→ **SUPPLIED DATA**:
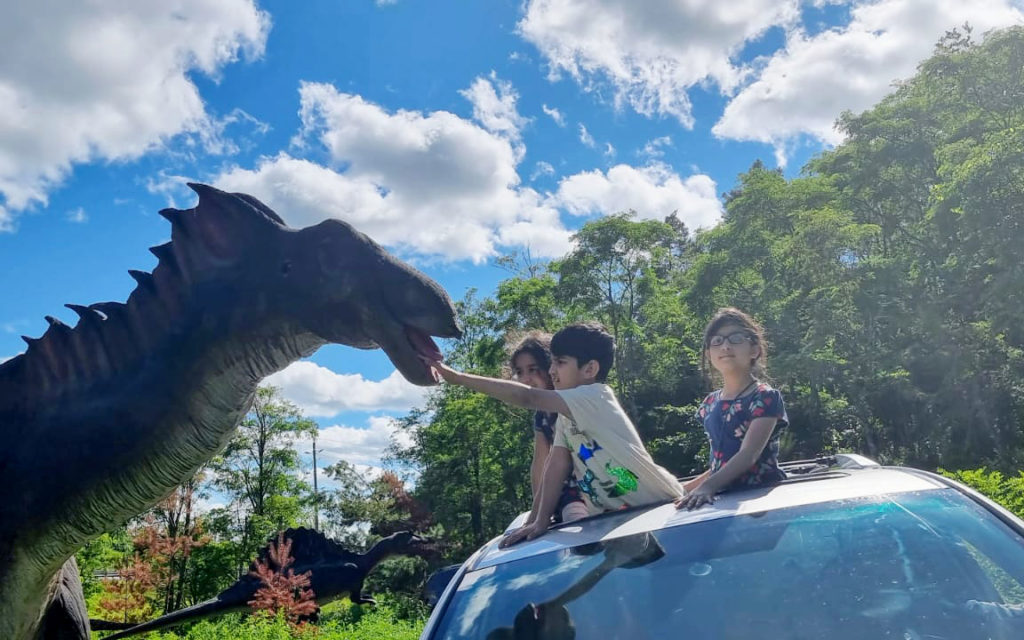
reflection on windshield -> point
(551, 620)
(930, 565)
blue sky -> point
(451, 131)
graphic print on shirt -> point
(627, 480)
(617, 480)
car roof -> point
(859, 479)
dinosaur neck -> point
(378, 552)
(179, 400)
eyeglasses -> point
(736, 337)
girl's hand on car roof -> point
(528, 531)
(702, 495)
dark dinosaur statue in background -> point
(101, 421)
(335, 571)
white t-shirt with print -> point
(612, 468)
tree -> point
(257, 470)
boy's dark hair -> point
(586, 341)
(732, 315)
(537, 344)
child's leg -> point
(573, 511)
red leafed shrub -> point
(282, 591)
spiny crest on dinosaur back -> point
(308, 547)
(110, 337)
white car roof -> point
(853, 483)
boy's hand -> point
(441, 371)
(702, 495)
(445, 372)
(528, 531)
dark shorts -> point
(570, 494)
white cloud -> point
(653, 192)
(496, 109)
(320, 391)
(554, 114)
(453, 181)
(542, 168)
(107, 81)
(655, 148)
(804, 88)
(650, 52)
(359, 445)
(586, 137)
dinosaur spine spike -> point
(165, 253)
(84, 312)
(109, 308)
(55, 324)
(144, 279)
(87, 340)
(176, 217)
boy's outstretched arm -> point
(505, 390)
(557, 469)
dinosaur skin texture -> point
(334, 572)
(101, 421)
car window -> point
(929, 565)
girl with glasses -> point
(744, 418)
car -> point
(843, 549)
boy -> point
(594, 437)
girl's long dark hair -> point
(537, 344)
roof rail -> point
(854, 461)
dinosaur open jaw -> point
(423, 344)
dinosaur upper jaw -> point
(407, 350)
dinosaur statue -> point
(334, 572)
(102, 420)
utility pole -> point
(315, 489)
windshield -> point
(923, 565)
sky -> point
(452, 132)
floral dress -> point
(726, 423)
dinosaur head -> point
(332, 281)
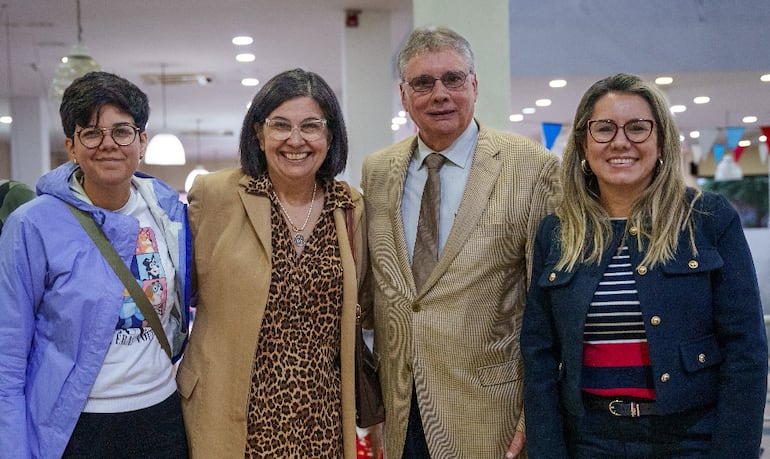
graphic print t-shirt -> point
(136, 372)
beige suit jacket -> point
(458, 337)
(232, 252)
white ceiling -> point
(717, 48)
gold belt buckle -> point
(635, 412)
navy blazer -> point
(702, 316)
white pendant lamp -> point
(164, 149)
(728, 169)
(199, 169)
(75, 65)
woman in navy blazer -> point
(643, 333)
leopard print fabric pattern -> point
(294, 406)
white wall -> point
(759, 241)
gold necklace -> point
(298, 238)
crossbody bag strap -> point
(349, 224)
(128, 279)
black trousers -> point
(415, 446)
(155, 432)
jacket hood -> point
(56, 184)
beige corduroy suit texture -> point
(458, 337)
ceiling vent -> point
(177, 78)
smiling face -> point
(294, 159)
(623, 169)
(441, 114)
(107, 168)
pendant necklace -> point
(298, 238)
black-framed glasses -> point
(281, 129)
(636, 131)
(450, 80)
(122, 134)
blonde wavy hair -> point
(660, 213)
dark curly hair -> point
(89, 93)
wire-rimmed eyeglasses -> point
(122, 134)
(636, 131)
(281, 129)
(450, 80)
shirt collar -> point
(459, 152)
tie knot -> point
(434, 161)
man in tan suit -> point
(450, 368)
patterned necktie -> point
(425, 253)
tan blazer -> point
(458, 338)
(232, 252)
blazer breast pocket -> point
(501, 373)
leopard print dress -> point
(294, 406)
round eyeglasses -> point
(450, 80)
(281, 129)
(636, 131)
(123, 135)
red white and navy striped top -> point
(616, 358)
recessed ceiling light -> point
(557, 83)
(245, 57)
(242, 40)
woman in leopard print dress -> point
(269, 367)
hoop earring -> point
(586, 168)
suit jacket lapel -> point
(256, 209)
(399, 163)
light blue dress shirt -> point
(453, 176)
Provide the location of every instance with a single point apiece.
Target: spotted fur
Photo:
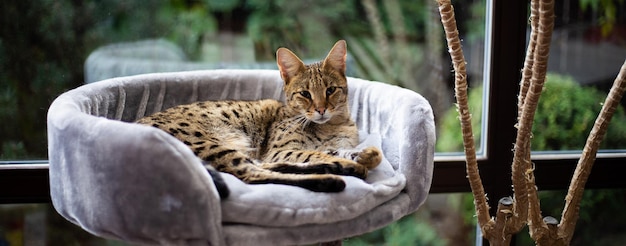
(267, 141)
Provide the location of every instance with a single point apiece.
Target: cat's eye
(306, 94)
(330, 90)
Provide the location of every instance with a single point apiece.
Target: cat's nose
(321, 110)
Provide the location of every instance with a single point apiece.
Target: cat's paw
(369, 157)
(347, 168)
(218, 181)
(323, 183)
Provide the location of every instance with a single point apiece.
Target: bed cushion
(128, 181)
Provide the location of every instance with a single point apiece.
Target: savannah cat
(307, 141)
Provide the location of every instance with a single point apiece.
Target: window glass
(44, 46)
(587, 50)
(47, 47)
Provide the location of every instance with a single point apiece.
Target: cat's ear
(288, 63)
(336, 58)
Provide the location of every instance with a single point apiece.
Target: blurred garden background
(44, 45)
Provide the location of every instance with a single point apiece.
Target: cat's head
(318, 91)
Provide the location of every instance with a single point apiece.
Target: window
(399, 42)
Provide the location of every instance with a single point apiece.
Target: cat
(307, 141)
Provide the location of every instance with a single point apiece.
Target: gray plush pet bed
(138, 184)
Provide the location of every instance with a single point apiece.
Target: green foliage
(607, 10)
(565, 114)
(44, 45)
(307, 27)
(188, 25)
(410, 230)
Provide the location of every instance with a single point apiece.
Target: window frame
(28, 181)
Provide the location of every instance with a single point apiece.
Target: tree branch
(460, 80)
(583, 168)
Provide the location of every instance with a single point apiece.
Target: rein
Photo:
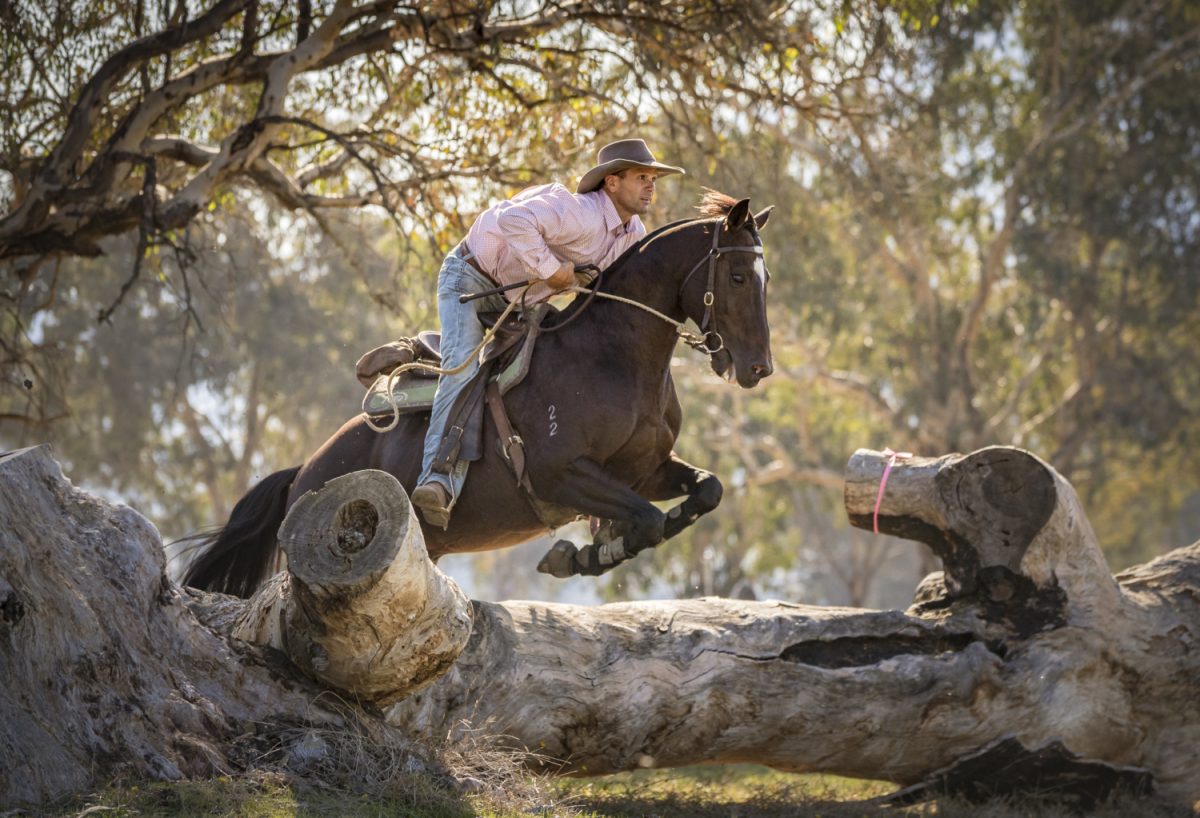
(709, 289)
(697, 342)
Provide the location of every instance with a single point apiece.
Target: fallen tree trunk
(1024, 656)
(1024, 667)
(360, 606)
(105, 672)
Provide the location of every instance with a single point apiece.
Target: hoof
(559, 560)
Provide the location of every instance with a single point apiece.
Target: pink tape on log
(887, 469)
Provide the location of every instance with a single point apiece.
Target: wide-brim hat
(617, 156)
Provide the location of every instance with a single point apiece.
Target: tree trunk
(106, 672)
(1024, 656)
(1024, 667)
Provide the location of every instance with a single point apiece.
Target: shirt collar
(611, 217)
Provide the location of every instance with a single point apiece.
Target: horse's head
(726, 293)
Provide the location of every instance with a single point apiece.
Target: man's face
(631, 191)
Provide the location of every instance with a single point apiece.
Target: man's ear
(737, 216)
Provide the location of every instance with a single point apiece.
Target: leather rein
(700, 342)
(714, 253)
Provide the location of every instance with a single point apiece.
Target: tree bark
(1023, 667)
(106, 671)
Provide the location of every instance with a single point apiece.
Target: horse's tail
(235, 559)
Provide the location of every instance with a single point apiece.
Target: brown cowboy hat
(616, 156)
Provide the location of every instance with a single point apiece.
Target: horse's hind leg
(676, 477)
(588, 488)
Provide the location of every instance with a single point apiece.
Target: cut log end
(336, 545)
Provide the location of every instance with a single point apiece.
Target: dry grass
(479, 777)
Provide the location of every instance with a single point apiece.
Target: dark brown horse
(598, 414)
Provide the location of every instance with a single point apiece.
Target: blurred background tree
(984, 234)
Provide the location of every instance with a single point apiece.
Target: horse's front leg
(676, 477)
(589, 489)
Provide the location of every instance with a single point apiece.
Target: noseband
(715, 252)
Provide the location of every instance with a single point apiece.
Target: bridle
(697, 342)
(709, 317)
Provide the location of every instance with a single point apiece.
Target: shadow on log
(1023, 667)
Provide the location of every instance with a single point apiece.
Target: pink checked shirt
(533, 233)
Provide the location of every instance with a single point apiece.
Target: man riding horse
(538, 236)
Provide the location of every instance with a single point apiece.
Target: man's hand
(563, 277)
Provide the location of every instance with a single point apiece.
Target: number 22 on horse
(598, 414)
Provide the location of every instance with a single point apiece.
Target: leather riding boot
(433, 499)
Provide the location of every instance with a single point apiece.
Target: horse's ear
(737, 217)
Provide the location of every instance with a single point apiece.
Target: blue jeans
(461, 332)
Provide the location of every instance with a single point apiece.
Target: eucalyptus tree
(999, 247)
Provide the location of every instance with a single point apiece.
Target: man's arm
(531, 226)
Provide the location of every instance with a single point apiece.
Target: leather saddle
(508, 355)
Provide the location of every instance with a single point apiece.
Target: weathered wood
(105, 672)
(360, 607)
(1025, 643)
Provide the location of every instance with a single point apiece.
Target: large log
(360, 606)
(106, 672)
(1024, 667)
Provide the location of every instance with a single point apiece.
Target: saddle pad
(411, 394)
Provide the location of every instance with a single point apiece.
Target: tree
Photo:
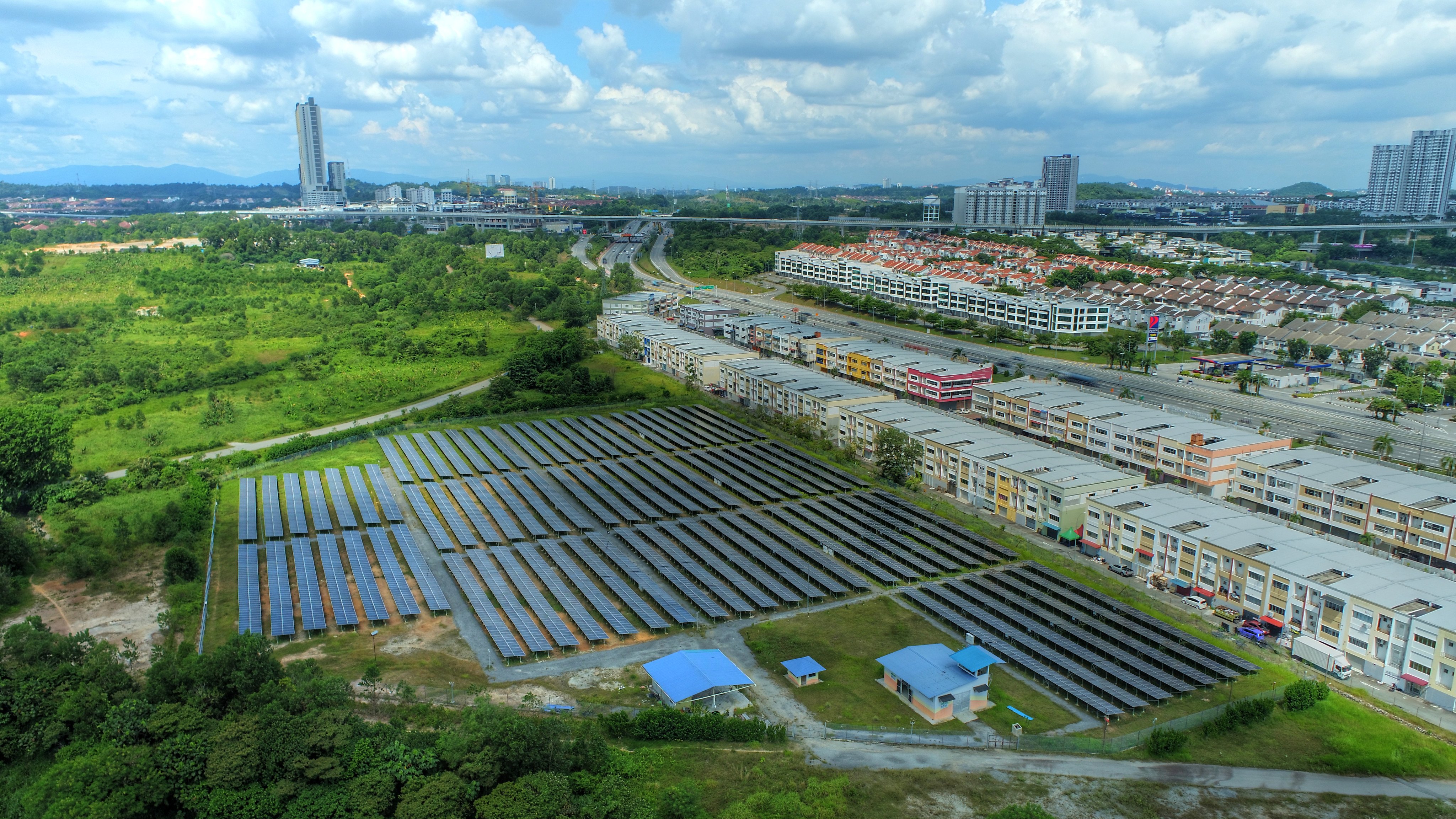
(1384, 446)
(1247, 342)
(631, 346)
(896, 455)
(36, 451)
(1372, 359)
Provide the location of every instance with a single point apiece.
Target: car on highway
(1256, 635)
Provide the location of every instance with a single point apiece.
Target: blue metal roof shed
(695, 675)
(803, 667)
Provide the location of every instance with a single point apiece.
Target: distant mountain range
(170, 174)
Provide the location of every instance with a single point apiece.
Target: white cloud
(202, 66)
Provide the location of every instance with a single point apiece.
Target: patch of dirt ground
(70, 608)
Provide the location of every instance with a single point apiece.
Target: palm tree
(1384, 446)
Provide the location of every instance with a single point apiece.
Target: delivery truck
(1323, 656)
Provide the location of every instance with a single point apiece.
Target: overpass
(522, 221)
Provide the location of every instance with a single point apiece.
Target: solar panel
(368, 514)
(386, 499)
(484, 608)
(293, 498)
(643, 578)
(280, 598)
(599, 601)
(464, 445)
(365, 576)
(426, 579)
(340, 598)
(498, 515)
(250, 598)
(609, 576)
(453, 519)
(433, 455)
(427, 518)
(395, 461)
(273, 514)
(547, 486)
(498, 462)
(311, 600)
(676, 578)
(248, 509)
(539, 506)
(523, 514)
(316, 505)
(394, 578)
(340, 498)
(525, 626)
(548, 616)
(417, 461)
(452, 455)
(472, 510)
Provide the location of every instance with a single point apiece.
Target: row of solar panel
(311, 603)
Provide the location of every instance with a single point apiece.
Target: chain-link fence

→ **AIM**:
State how many lines of the material above contain the string "hair", where case counts. Give only the number.

→ **ANSWER BELOW**:
4